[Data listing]
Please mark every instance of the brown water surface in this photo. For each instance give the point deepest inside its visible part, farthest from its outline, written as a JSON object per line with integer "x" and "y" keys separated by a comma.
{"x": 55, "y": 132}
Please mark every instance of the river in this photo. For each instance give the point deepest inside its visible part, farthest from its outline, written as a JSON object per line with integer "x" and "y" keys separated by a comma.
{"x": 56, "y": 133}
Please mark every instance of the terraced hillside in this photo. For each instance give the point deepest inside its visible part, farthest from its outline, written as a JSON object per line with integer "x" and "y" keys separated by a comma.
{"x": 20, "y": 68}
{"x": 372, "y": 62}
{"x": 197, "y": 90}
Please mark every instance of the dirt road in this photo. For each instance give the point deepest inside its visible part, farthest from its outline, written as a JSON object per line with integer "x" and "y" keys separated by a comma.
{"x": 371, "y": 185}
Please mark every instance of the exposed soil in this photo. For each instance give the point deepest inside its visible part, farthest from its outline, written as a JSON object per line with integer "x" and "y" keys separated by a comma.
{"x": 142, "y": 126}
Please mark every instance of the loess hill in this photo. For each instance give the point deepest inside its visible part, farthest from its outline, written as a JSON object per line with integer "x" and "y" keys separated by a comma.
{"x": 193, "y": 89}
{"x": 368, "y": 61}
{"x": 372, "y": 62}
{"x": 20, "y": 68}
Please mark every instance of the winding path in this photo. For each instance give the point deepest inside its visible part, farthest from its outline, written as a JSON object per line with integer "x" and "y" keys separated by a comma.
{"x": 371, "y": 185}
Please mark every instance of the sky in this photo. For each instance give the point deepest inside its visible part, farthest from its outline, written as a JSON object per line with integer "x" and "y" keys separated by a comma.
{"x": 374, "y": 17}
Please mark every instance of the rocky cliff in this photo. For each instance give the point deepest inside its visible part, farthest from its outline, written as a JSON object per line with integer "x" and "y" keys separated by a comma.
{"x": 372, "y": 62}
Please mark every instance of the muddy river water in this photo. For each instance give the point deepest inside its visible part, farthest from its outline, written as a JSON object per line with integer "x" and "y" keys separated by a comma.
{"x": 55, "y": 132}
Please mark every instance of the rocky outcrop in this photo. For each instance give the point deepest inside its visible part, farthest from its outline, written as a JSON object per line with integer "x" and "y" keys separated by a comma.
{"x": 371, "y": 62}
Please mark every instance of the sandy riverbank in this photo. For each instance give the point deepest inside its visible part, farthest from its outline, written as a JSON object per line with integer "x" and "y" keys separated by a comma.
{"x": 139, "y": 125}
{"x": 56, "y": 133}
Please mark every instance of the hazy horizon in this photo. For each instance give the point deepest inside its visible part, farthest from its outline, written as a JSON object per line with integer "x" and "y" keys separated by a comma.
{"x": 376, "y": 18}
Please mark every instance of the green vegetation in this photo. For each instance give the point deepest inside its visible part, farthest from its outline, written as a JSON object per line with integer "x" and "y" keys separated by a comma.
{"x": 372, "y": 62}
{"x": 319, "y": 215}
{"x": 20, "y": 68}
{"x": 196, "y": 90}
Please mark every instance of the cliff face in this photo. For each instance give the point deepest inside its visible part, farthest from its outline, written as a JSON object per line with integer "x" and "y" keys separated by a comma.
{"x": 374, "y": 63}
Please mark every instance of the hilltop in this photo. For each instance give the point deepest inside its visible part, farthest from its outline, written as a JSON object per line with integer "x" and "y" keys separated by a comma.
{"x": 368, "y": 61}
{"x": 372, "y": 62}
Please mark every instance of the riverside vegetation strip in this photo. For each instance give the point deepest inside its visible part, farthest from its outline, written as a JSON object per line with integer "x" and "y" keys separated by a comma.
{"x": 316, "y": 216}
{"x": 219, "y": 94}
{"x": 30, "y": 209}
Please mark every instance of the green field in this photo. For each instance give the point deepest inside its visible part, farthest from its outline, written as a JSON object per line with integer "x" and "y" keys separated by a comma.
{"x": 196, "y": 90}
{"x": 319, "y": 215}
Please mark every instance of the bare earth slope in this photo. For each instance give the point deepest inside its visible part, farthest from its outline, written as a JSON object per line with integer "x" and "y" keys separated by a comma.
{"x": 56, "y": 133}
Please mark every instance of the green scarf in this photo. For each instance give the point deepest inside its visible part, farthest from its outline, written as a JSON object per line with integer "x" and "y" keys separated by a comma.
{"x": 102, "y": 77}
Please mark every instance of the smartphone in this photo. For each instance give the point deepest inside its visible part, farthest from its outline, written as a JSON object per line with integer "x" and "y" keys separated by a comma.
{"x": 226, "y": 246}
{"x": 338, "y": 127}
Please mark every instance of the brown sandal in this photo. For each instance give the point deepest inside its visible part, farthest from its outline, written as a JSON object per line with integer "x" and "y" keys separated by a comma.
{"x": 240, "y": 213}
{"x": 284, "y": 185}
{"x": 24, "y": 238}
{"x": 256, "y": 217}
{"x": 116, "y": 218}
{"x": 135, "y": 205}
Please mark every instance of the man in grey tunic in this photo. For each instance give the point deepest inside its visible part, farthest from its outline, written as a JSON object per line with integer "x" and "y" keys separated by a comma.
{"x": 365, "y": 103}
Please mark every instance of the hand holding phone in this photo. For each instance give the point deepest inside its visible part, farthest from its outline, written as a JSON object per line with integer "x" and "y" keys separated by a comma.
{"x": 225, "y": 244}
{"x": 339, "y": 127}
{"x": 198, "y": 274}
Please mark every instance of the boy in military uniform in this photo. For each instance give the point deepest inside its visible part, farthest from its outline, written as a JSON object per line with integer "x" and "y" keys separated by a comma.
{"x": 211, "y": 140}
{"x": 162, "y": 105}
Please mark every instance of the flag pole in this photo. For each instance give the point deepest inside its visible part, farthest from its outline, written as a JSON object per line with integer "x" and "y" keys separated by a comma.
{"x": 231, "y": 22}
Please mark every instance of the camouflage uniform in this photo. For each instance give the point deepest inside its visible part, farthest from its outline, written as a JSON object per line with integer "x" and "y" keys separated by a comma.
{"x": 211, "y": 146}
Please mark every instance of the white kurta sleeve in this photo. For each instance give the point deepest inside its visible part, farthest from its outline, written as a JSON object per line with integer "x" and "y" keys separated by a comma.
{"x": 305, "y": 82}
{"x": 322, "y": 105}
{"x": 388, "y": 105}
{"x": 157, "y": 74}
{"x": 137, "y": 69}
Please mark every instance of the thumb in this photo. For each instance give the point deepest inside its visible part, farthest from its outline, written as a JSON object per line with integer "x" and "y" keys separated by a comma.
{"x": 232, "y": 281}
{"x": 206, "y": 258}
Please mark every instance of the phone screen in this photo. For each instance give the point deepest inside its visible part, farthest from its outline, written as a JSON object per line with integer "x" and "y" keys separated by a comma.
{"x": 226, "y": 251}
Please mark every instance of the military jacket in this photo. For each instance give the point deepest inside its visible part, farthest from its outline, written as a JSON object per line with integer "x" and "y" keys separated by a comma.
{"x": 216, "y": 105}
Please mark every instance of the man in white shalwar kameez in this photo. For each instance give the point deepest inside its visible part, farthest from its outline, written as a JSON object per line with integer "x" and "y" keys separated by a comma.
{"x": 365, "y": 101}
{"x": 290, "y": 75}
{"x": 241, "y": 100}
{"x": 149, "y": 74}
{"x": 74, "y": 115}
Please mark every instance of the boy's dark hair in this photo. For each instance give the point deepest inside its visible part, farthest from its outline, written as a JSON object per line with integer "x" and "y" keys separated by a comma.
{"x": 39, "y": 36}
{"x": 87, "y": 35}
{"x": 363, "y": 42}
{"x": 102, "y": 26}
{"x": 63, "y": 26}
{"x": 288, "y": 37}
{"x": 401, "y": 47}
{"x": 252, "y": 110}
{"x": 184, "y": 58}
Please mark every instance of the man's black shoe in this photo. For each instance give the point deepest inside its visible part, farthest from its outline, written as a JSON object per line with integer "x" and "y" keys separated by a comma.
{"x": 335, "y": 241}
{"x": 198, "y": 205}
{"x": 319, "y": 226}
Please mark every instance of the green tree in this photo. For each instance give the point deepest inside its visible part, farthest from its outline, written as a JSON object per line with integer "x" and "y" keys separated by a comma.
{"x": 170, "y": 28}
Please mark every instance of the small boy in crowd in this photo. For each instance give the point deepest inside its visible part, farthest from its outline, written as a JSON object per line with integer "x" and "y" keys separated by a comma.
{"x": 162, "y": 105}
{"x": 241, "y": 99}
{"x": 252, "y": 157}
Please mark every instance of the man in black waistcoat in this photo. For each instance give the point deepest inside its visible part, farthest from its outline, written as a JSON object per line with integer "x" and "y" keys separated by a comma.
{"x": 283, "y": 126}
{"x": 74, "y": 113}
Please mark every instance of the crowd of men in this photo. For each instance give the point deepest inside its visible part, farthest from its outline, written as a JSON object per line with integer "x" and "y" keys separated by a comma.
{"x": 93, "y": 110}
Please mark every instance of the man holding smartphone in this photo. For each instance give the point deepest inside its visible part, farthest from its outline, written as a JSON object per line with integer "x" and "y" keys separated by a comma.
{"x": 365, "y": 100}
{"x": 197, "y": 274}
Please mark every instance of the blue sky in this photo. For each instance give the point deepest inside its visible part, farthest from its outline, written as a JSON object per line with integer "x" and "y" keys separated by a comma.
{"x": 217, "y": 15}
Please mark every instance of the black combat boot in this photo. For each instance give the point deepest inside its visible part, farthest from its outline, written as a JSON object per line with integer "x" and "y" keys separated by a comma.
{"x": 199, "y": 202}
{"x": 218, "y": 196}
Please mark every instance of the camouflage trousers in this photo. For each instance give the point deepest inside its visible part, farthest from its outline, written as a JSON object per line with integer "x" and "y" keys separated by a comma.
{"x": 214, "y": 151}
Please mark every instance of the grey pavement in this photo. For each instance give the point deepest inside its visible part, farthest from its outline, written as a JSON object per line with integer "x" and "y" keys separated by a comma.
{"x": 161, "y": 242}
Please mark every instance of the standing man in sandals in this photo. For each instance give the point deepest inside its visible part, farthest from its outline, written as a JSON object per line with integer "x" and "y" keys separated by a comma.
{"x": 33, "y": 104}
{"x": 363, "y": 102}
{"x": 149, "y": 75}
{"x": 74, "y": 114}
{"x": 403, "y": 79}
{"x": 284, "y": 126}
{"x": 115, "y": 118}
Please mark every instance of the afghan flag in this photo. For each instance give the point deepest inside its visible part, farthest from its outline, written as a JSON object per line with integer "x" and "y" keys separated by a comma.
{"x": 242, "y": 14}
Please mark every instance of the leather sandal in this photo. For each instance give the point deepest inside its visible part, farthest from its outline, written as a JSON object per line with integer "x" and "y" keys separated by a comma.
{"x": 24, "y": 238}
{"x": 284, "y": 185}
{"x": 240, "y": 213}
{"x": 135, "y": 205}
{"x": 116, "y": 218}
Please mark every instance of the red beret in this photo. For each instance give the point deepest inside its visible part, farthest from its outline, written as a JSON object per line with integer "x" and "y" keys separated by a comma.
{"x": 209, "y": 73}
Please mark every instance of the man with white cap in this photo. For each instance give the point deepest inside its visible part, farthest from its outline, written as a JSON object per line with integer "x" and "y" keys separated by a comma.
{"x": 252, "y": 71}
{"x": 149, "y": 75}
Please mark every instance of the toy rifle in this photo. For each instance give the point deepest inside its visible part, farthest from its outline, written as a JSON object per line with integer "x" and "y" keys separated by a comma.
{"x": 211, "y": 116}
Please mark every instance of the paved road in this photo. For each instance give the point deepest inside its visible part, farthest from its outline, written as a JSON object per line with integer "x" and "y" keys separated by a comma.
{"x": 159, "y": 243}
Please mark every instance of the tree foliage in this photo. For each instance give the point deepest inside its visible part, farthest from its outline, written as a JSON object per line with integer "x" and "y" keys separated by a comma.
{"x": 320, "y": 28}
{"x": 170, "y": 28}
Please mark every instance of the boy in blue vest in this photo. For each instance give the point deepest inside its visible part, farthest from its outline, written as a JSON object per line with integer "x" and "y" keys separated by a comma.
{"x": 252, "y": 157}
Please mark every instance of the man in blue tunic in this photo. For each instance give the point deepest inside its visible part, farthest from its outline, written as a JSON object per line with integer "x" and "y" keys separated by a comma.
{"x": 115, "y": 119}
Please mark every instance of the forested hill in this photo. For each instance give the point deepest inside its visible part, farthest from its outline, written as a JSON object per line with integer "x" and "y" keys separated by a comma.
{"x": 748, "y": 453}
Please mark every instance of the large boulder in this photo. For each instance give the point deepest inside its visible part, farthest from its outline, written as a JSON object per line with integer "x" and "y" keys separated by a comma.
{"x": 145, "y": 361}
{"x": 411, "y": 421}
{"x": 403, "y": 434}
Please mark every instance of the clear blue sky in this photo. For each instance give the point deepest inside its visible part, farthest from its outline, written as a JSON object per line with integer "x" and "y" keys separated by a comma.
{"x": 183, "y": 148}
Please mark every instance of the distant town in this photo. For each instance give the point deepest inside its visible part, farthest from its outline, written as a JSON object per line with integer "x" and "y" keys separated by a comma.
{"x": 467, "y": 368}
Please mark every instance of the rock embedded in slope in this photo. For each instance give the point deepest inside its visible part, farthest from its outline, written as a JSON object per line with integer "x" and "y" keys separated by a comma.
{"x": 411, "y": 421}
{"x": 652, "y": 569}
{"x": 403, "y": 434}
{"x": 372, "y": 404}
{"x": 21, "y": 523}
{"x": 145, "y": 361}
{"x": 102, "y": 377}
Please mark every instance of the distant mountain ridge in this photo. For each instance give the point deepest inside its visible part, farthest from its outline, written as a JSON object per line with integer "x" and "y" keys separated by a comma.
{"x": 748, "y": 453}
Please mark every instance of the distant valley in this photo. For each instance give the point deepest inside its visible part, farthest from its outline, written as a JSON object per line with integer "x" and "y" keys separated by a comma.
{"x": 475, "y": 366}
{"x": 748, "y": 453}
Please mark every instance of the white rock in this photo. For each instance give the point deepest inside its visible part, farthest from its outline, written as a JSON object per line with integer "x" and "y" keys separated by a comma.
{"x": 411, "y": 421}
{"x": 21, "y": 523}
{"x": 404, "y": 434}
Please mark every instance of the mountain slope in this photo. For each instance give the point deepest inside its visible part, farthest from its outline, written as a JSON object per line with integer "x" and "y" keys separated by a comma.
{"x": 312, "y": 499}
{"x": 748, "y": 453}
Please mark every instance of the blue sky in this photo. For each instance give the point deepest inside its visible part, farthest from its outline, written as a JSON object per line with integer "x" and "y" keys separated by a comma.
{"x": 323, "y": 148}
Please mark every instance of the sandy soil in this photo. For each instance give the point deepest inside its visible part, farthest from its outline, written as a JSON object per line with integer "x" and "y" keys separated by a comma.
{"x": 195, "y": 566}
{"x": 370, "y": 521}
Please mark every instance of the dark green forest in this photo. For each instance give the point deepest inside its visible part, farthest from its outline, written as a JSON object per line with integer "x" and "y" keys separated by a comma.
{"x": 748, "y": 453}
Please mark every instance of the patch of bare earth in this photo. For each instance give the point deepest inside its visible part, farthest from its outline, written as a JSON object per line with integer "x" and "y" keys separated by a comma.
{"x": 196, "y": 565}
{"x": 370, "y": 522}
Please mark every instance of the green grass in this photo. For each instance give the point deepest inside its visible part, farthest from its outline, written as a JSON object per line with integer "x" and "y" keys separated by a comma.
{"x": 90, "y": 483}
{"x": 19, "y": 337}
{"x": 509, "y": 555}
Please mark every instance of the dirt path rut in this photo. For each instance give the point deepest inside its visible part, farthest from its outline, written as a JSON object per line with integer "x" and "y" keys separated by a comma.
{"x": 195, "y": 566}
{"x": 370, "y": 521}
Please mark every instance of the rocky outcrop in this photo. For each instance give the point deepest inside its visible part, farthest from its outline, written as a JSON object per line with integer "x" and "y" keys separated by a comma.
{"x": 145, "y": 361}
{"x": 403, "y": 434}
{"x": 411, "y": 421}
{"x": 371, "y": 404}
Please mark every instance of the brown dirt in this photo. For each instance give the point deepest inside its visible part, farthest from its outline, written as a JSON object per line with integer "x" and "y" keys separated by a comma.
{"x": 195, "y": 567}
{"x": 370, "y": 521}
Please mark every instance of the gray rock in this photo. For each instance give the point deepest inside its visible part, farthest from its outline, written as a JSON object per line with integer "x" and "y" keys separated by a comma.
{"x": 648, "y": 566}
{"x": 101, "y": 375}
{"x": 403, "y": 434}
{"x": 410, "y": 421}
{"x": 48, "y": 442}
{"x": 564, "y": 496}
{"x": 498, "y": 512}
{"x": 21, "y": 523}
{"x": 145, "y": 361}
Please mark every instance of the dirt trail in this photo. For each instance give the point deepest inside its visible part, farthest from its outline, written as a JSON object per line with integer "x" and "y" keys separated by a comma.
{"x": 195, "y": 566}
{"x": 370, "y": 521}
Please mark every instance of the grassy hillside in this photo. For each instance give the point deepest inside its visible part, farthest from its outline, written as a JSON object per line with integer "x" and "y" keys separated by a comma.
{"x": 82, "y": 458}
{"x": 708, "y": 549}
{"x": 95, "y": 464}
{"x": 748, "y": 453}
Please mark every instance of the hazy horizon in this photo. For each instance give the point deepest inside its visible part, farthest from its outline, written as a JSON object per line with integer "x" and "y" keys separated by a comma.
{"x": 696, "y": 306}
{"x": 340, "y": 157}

## Directive:
Return precisely the lines of the records, starting with the line that holds "Please mark every instance of the grassy" and ending with the last one.

## Finished answer:
Please mark every instance of the grassy hillside in this photo. For each instance give the point deepest inside its visible part, farthest from its outline, written as a JSON object per line with integer "x" and "y" keys separated by a comma.
{"x": 82, "y": 458}
{"x": 708, "y": 549}
{"x": 95, "y": 464}
{"x": 748, "y": 453}
Please mark every instance of the hazy horizon in this photo. For each instance give the point deepest inside its visible part, farthest from its outline, written as a JSON object per line with integer "x" and "y" keys separated by a comma.
{"x": 696, "y": 306}
{"x": 340, "y": 157}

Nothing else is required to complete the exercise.